## What is being asked
Extract verbatim the lines in the items below, starting at the line that contains "of the crown" and ending at the final line of the items, with both of those lines included.

## Data for the task
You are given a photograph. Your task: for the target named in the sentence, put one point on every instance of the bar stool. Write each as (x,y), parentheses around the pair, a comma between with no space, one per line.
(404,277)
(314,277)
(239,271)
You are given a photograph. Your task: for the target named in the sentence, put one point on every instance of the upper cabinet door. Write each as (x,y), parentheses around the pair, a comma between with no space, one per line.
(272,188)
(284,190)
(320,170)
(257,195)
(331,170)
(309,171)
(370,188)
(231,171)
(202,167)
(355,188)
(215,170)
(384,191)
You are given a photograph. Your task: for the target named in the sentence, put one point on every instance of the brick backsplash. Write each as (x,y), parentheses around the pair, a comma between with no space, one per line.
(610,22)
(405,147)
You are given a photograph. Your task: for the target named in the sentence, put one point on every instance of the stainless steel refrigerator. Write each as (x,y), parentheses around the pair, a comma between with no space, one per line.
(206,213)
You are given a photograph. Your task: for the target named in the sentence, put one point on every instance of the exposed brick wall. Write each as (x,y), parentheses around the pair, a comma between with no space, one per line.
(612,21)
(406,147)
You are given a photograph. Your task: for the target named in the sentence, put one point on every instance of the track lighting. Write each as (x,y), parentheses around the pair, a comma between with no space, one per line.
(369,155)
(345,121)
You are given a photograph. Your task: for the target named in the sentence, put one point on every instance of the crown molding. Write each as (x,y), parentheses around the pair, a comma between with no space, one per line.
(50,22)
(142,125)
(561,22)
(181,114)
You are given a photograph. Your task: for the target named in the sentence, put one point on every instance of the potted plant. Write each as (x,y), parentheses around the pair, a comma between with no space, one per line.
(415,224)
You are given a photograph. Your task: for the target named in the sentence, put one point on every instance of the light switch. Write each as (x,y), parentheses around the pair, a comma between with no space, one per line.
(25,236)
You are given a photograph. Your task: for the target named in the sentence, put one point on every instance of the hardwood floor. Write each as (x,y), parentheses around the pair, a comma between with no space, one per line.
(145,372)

## Final result
You are given a photograph. Your task: for the target named in the sentence, put one point on every instance of the crown molding. Write each as (x,y), parentheses around the pair, a comma between with no space, one per line.
(50,22)
(142,125)
(561,22)
(181,114)
You are given a photograph. Your task: for the target named in the sentence, put one point on every instance of the potted plant. Write each as (x,y), parentheses around the pair, a comma between with no space, one per line.
(415,224)
You are given a photograph. Your task: for the target named in the sentence, put one point on every instance of the light switch. Write each as (x,y), parentheses around the pair, a comma between with no space, one per line.
(25,236)
You are given a photograph. Your task: for the target named in the sentence, put one point on every instance of the hardwood floor. Write each as (x,y), parentheses around the pair, a comma between with no space, one per line.
(145,372)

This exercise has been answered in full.